■ Aim a
Lay out everything from the start of the stored data entries down to the line containing "[0,0,176,200]", both included, as a numbered list, skipping blank lines.

- - - - - - -

On a Sweet Road to Savoring Sukiyaki

Columns Ono, You Know

November 10, 2013

Story By: Ali Resich | Photos by: Leah Friel

A giant scoop of kettle corn … glossy strips of candied bacon. Or how about the first bite of a teri burger fresh off the grill? It simply doesn’t get better than sweet and savory food combinations. I can’t explain the science behind it, but there’s something so utterly pleasing about this contrasting mixture of flavors that my taste buds have rendered it absolutely necessary for survival.

My obsession of late in this department has been sukiyaki, a Japanese dish that follows in the country’s long tradition of mastering the delicate balance of salty and sweet ingredients. Most commonly served in large, shallow pots, sukiyaki gains richness from a hearty host of meats and vegetables that simmer away in a sweetened shoyu broth.

Not surprisingly, I found a number of amazing renditions of sukiyaki around the island. Imperative to the experience was learning about one of the key ingredients of the dish, a raw egg served on the side that diners stir up and use as a dipping sauce during the meal. I admit it took me a while to warm up to the idea of eating raw egg, but trust me, they don’t call it traditional for nothing!

Let’s take a closer look at sizzling sukiyaki at the following Ono, You Know hot spots.

Ichiriki Japanese Nabe Restaurant

When it comes to Japanese style hot-pot dining, Ichiriki Japanese Nabe Restaurant is known islandwide for its selection of meats, vegetables and seafood that patrons cook away in sumptuous bowls of broth at each table. At the Piikoi location, I got a taste of another type of dish it popularly serves up, Sukiyaki with USDA Choice Beef Short Rib ($18.95 per person, minimum two orders).

Ichiriki’s dish presents two broths: one a blend of soy sauce and sugar and the other a dashi broth, both of which diners can use to find the right balance of sweet and savory to customize their sukiyaki experience.

- - - - - - -

■ Aim b
Rewrite everything in the sukiyaki article from "When it comes" down to "their sukiyaki experience.", replacing "patrons" with "guests".

Stored data entries
- - - - - - -

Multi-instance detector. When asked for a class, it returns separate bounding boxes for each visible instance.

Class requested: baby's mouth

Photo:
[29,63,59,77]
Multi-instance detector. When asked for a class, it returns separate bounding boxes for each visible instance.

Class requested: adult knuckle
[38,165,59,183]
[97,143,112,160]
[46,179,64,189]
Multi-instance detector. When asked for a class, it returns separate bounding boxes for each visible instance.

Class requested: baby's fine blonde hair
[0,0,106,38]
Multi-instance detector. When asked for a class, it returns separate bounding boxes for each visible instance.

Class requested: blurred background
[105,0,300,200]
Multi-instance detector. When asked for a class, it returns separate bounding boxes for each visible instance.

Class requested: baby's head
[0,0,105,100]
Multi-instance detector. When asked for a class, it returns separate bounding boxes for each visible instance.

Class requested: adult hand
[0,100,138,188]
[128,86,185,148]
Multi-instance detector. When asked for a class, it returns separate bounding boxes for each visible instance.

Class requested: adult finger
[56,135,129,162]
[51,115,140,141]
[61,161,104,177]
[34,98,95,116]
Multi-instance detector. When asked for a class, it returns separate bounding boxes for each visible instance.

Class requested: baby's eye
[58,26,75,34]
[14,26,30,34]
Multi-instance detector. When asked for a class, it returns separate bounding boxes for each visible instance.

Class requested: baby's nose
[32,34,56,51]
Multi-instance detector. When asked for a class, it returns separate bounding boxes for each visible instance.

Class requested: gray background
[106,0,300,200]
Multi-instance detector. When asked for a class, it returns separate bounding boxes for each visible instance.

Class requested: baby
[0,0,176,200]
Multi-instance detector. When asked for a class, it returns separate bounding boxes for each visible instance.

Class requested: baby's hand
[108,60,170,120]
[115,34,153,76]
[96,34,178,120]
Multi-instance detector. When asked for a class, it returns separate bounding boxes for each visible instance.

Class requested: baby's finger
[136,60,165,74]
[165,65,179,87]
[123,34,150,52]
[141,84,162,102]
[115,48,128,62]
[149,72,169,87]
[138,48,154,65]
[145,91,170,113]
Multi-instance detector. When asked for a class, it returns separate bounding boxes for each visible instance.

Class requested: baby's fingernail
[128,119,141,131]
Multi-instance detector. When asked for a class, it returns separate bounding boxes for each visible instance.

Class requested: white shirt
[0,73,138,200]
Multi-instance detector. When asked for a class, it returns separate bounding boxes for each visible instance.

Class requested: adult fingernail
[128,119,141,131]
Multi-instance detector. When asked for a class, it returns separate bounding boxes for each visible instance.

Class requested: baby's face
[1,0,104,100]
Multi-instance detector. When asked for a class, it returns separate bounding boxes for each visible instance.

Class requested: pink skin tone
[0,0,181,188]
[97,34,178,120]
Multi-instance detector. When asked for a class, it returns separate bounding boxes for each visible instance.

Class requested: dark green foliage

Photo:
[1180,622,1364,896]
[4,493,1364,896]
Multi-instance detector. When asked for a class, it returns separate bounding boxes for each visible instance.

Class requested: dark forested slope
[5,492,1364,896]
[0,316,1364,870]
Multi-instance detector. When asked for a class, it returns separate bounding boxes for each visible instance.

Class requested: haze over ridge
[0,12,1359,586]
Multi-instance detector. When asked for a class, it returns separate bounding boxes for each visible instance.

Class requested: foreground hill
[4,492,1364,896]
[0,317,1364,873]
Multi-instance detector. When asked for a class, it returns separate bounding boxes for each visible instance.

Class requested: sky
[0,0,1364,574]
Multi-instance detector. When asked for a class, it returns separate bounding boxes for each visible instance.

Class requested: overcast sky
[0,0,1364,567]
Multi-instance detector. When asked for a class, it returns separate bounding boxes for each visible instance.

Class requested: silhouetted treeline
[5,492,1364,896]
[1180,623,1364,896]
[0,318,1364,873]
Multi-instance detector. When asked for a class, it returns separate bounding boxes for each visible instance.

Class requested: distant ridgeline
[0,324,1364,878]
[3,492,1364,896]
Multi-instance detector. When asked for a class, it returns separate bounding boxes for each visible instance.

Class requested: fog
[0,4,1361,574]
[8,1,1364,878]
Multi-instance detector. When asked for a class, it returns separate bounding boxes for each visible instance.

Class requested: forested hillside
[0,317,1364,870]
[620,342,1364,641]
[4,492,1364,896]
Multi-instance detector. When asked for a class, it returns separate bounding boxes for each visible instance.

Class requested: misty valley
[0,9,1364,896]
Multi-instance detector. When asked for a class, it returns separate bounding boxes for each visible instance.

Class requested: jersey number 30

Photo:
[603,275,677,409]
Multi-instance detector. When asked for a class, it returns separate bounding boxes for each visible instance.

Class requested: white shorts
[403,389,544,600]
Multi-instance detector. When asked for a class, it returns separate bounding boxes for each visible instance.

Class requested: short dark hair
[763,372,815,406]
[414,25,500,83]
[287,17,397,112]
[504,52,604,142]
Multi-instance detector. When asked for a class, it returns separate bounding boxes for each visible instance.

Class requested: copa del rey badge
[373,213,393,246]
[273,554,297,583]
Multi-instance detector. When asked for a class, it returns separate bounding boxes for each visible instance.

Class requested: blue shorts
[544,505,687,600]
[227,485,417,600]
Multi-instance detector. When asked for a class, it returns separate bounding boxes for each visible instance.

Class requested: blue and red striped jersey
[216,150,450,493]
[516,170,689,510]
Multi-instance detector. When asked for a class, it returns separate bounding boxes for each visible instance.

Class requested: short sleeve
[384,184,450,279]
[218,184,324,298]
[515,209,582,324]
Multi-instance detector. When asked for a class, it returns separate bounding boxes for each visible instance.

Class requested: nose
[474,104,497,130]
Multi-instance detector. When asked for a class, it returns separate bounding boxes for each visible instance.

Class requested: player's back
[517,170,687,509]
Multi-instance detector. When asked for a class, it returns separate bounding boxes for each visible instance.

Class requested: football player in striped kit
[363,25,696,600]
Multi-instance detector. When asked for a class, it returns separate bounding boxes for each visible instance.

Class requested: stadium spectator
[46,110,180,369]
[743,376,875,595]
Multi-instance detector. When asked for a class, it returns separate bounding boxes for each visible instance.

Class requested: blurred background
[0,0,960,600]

- - - - - - -

■ Task response a
1. Multi-instance detector. When asked for a class, it returns separate bounding boxes for each visible instance.
2. Class requested: baby's mouth
3. Photo:
4. [29,63,59,77]
5. Multi-instance detector. When asked for a class, it returns separate bounding boxes for each visible instance.
6. Class requested: adult knuckle
7. [38,165,59,183]
8. [97,143,112,160]
9. [46,179,64,189]
10. Multi-instance detector. When asked for a class, it returns separate bounding boxes for each visible instance.
11. Class requested: baby's fine blonde hair
12. [0,0,106,38]
13. Multi-instance detector. When asked for a class, it returns separate bounding boxes for each visible instance.
14. Class requested: blurred background
15. [105,0,300,200]
16. Multi-instance detector. When asked for a class, it returns separate bounding boxes for each visible instance.
17. Class requested: baby's head
18. [0,0,105,100]
19. Multi-instance detector. When asked for a class, it returns separate bounding boxes for each visible instance.
20. Class requested: adult hand
21. [0,100,138,188]
22. [128,86,185,148]
23. Multi-instance detector. When asked for a class, it returns separate bounding boxes for each visible instance.
24. Class requested: adult finger
25. [56,135,129,162]
26. [51,115,140,141]
27. [61,161,104,177]
28. [34,98,95,116]
29. Multi-instance detector. When asked for a class, it returns separate bounding boxes for each visible instance.
30. Class requested: baby's eye
31. [58,26,75,34]
32. [14,26,30,34]
33. Multi-instance detector. When asked for a class, it returns separate bounding boxes for each visible instance.
34. Class requested: baby's nose
35. [32,34,56,51]
36. Multi-instance detector. When asked for a class, it returns separate bounding boxes for each visible instance.
37. Class requested: gray background
38. [106,0,300,200]
39. Multi-instance detector. When asked for a class, it returns separate bounding boxes for each visible instance.
40. Class requested: baby
41. [0,0,176,200]

■ Task response b
When it comes to Japanese style hot-pot dining, Ichiriki Japanese Nabe Restaurant is known islandwide for its selection of meats, vegetables and seafood that guests cook away in sumptuous bowls of broth at each table. At the Piikoi location, I got a taste of another type of dish it popularly serves up, Sukiyaki with USDA Choice Beef Short Rib ($18.95 per person, minimum two orders).

Ichiriki’s dish presents two broths: one a blend of soy sauce and sugar and the other a dashi broth, both of which diners can use to find the right balance of sweet and savory to customize their sukiyaki experience.